*** Exercise inputs ***
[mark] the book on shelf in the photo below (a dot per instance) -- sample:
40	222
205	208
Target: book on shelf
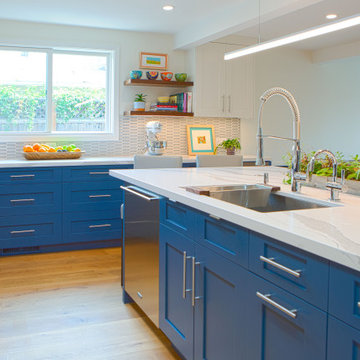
183	101
163	107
*** End of Exercise inputs ***
§ **What needs to be done**:
Print all entries exactly, without images.

§ **Output**:
[mark] the book on shelf in the photo below (a dot per instance) -- sample:
40	222
205	208
Target: book on shelf
183	101
163	107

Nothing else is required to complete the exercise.